RESULULLAH ÇANAKKALE'DE


Allah'ın (cc) yardımının ayan beyan ortada olduğu Çanakkale savaşının bir kutlu yönü daha vardı ki, o da Peygamber Efendimizin (sav) bizzat Çanakkale'de, Şüheda dedelerimizle birlikte olmasıdır. Bazı mantık sahipleri, 14 asır önce vefat etmiş bir insanın o anda Çanakkale'de olabileceğine ihtimal vermiyor olabilir. Fakat inanan insanlar, şehitlerin dahi ölmedikleri ve bizim bilemediğimiz bir şekilde hala diri olduklarını söyleyen Rabbimizin bu manada ki ayetinden yola çıkarak, şehitler hala diri ise bir peygamber nasıl diri olamaz mantığını çıkarırlar. Bizim bilemediğimiz, anlayamadığımız bir durum vardır elbette. Bunu zaten bizi yaratan Rabbimiz söylüyor bize ;

Allah yolunda öldürülenlere, "ölüler" demeyiniz ; hayır, onlar diridirler, ama siz farkında olmazsınız. (Bakara: 154)

= = = = = = =

= Görev Tanımı =
[a] Metin bölümüne göre aşağıdaki soruları yanıtlayın:
(i) Metinde Peygamber Efendimizin ne kadar zaman önce vefat ettiği belirtiliyor?
(ii) Metnin sonundaki ayet hangi kaynak gösterimiyle verilmiş?
(iii) Ayete göre Allah yolunda öldürülenlere ne denmemelidir?
[b] Aşağıdaki ifadelerin metin bölümüyle uyuşup uyuşmadığını belirtin; her yanıtı metinden birebir alıntıyla destekleyin:
(i) Şehitlerin hâlâ diri olduğunu söyleyen Rabbimizdir.
(ii) Çanakkale savaşında Allah'ın yardımı gizli kalmıştır.
(iii) Ayette, insanların şehitlerin diri olduğunun farkında olduğu söylenir.

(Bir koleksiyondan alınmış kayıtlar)
= = = = = = =

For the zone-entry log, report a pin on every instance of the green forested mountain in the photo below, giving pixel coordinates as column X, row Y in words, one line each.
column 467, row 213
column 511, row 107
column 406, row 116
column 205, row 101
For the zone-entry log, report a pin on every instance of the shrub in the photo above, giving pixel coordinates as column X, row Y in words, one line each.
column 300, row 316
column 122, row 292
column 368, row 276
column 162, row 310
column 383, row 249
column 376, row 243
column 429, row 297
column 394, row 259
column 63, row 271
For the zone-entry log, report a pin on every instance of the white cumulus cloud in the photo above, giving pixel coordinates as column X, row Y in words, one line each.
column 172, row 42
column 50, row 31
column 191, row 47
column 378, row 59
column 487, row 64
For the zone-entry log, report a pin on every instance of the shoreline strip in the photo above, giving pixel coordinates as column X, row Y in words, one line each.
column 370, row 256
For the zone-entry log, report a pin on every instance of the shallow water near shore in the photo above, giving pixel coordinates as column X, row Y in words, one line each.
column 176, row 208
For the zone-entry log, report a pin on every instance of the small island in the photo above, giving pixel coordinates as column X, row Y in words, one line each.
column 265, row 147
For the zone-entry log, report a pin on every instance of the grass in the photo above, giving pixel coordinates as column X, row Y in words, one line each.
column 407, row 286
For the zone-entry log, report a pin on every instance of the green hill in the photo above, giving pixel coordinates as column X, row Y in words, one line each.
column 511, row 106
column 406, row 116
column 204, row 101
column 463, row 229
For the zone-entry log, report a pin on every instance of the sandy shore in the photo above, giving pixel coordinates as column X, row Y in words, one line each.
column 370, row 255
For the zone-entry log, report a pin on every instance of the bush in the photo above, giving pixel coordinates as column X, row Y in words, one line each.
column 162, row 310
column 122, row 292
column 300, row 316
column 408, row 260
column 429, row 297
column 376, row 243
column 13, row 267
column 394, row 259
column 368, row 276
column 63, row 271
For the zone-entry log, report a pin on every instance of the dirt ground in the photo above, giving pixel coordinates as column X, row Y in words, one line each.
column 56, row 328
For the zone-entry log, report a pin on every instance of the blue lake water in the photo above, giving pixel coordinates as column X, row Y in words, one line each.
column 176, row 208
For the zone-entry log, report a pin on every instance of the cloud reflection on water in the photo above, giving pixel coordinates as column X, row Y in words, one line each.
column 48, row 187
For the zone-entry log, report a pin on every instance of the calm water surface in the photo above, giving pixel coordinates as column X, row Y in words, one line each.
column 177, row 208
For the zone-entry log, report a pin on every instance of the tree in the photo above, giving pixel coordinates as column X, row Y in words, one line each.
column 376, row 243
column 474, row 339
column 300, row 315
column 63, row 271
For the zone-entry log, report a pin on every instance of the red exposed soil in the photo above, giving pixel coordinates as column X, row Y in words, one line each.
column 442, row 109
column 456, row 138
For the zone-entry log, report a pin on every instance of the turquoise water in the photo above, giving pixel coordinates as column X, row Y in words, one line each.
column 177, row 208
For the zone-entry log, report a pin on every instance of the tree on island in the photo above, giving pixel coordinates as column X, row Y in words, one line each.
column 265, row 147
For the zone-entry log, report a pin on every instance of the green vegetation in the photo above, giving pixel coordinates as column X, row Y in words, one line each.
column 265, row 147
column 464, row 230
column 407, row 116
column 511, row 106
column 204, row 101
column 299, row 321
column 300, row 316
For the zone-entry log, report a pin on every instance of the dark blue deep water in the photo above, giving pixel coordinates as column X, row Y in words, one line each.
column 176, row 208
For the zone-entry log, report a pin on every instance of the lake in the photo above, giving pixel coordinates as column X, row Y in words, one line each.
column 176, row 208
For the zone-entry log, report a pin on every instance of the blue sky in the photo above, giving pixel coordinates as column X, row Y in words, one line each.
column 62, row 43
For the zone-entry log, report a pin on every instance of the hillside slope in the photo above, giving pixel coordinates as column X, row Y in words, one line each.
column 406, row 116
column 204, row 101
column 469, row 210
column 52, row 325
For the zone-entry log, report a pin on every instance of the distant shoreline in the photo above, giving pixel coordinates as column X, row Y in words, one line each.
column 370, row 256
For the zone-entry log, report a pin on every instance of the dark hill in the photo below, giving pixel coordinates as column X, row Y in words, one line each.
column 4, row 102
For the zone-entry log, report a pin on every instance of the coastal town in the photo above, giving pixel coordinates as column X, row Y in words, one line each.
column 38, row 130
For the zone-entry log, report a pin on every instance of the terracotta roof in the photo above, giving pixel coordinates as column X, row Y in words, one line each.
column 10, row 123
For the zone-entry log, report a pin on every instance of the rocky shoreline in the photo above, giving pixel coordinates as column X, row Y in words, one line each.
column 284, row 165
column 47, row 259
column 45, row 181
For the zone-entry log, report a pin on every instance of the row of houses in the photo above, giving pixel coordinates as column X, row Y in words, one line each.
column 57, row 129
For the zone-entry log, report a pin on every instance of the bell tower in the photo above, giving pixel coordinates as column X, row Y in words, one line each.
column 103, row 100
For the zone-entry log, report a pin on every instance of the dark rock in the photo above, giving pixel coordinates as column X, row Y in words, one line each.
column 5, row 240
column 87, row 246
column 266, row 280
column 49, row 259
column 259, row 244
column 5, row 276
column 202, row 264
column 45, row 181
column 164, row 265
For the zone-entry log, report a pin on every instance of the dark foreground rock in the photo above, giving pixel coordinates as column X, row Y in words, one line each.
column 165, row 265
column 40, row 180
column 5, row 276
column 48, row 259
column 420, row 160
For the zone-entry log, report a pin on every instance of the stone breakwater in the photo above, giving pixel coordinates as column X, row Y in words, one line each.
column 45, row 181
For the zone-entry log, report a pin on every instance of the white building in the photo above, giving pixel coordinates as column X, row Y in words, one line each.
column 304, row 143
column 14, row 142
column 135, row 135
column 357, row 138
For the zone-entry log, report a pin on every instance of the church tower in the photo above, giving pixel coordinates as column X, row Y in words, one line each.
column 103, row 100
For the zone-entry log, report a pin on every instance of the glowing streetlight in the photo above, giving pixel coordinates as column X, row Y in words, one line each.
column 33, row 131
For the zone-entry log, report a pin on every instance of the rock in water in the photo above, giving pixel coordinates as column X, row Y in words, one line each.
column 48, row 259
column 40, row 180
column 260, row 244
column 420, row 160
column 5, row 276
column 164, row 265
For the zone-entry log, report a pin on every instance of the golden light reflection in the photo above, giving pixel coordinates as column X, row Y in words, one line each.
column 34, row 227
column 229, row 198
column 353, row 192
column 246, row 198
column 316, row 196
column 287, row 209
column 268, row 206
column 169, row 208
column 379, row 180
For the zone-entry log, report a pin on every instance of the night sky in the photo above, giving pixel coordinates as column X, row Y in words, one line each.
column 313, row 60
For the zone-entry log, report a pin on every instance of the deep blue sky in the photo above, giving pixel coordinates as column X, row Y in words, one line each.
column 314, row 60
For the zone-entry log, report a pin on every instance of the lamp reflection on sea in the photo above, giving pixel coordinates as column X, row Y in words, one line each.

= = = = = = =

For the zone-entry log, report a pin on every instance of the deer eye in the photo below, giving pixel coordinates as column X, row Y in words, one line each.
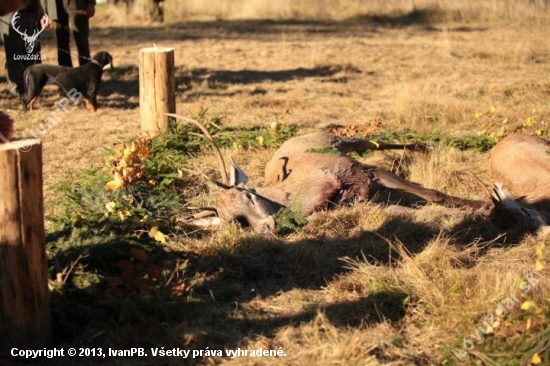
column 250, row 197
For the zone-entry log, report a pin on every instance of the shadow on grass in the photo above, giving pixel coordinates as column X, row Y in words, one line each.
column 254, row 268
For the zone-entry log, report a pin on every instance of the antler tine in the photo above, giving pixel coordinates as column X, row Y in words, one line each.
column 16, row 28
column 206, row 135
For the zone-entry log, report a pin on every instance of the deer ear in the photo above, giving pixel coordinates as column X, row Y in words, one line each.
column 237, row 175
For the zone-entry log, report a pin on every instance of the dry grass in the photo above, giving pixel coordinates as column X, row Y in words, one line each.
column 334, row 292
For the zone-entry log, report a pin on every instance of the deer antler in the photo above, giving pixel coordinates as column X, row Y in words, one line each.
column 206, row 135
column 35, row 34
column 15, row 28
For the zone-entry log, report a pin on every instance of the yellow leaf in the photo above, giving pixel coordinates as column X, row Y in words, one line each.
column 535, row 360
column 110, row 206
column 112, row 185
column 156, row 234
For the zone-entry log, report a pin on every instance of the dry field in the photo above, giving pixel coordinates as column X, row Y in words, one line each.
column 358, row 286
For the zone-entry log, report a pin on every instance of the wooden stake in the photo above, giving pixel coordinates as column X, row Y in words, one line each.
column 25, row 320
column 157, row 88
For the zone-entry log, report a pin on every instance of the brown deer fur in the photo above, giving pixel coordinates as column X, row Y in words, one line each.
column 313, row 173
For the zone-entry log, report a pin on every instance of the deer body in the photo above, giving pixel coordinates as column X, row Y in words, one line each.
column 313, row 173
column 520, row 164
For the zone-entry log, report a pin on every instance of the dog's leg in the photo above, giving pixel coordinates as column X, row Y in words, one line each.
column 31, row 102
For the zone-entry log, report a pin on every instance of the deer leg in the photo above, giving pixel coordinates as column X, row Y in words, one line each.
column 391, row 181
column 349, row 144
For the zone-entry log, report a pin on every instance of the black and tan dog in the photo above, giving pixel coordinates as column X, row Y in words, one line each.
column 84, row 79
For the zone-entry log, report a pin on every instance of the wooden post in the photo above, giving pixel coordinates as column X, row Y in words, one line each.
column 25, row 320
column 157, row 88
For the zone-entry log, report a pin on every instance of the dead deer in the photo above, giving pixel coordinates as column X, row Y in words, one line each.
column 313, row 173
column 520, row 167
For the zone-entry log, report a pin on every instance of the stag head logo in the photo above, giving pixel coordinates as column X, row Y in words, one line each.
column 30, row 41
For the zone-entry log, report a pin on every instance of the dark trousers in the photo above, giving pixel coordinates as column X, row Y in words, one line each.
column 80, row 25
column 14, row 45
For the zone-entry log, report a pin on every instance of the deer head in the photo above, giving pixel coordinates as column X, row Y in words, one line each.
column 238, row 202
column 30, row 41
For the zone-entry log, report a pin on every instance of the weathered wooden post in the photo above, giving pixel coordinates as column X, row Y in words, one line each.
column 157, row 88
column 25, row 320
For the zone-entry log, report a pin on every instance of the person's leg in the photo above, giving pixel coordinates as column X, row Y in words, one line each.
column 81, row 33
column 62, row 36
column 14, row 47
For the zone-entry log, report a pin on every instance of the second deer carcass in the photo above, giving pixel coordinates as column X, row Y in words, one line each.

= = = = = = =

= Sonuçlar =
[a]
(i) 14 asır önce.
(ii) Bakara: 154.
(iii) "Ölüler" denmemelidir.

[b]
(i) Evet: "şehitlerin dahi ölmedikleri ve bizim bilemediğimiz bir şekilde hala diri olduklarını söyleyen Rabbimizin"
(ii) Hayır: "Allah'ın (cc) yardımının ayan beyan ortada olduğu Çanakkale savaşının"
(iii) Hayır: "ama siz farkında olmazsınız"